### TASK TO CARRY OUT
Write the next part of the Triton Inference Server notes below, picking up after their last sentence.

Multiple versions can coexist. The config.pbtxt specifies which versions are available; clients can request a specific version or accept the default (latest).

Request / response flow

Client creates a numpy array of shape (batch, 3, 224, 224) (NCHW, FP32).
Client serialises it as a Triton InferInput and issues a gRPC ModelInfer RPC to :8001.
Triton validates the input against config.pbtxt, routes the request to the ONNX Runtime backend.
ONNX Runtime runs the forward pass on the GPU.
Triton wraps the output tensor (batch, 1000) (ImageNet logits) as an InferOutput and returns it.
Client deserialises the response, applies argmax, prints top-5 class indices.

Dynamic batching is enabled in config.pbtxt: if multiple requests arrive within the max_queue_delay_microseconds window, Triton coalesces them into a single GPU forward pass. For a single-client demo this will rarely trigger, but the setting is present to show the configuration path.

Metrics endpoint

While the server is running:

# Prometheus-format metrics
curl -s http://localhost:8002/metrics | grep nv_inference

Key metrics to look for:

Metric	Meaning
`nv_inference_request_success`	Cumulative successful inferences
`nv_inference_queue_duration_us`	Time requests spend in the batching queue
`nv_inference_compute_infer_duration_us`	Time spent in the backend (GPU compute)
`nv_gpu_utilization`	GPU utilisation %
`nv_gpu_memory_used_bytes`	GPU memory consumed

Dynamic batching

Dynamic batching is configured in config.pbtxt under the dynamic_batching stanza. The key parameters are:

preferred_batch_size — Triton will try to fill batches of these sizes. If fewer requests are available, it waits up to max_queue_delay_microseconds before dispatching.
max_queue_delay_microseconds — maximum wait time. Increasing this improves throughput at the cost of latency.

For production LLM serving, TensorRT-LLM’s in-flight batching (a finer-grained form of continuous batching) is used instead — see notes/08_inference_optimisation.md.

Common pitfalls

GPU passthrough: `gpus: all` vs CDI

docker-compose.yml uses deploy.resources.reservations.device_requests with driver: nvidia, count: all. This is the Compose v2 canonical form and requires NVIDIA Container Toolkit to be configured with the Docker runtime (confirmed by sudo nvidia-ctk runtime configure --runtime=docker).

### DATA BLOCK
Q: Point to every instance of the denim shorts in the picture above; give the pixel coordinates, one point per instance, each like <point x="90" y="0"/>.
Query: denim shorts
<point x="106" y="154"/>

### TASK OUTPUT
The CDI (Container Device Interface) path (--device nvidia.com/gpu=all) is an alternative for Podman and newer container runtimes. It is not used here because Triton’s official containers are documented against the Docker + NVIDIA Container Toolkit path.

Model directory permissions

Triton inside the container runs as a non-root user. The model_repository/ volume mount must be readable by the container’s user. If Triton fails to load the model with a permissions error, run:

chmod -R 755 model_repository/

Port collisions

Triton uses ports 8000 (HTTP), 8001 (gRPC), and 8002 (metrics). If any of these are occupied on the host, change the left-hand side of the port mapping in docker-compose.yml (e.g., "18000:8000"), and update client.py to match.

model.onnx not present

docker compose up will succeed but Triton will mark the model as UNAVAILABLE. Always run prepare_model.py before docker compose up. The smoke test (smoke_test.sh) checks for this file and exits early if it is missing.

CUDA out of memory on the RTX 3080

ResNet-18 uses negligible VRAM. If you switch to a larger ONNX model, check available VRAM with nvidia-smi before starting. Triton does not pre-allocate VRAM; it allocates on first inference.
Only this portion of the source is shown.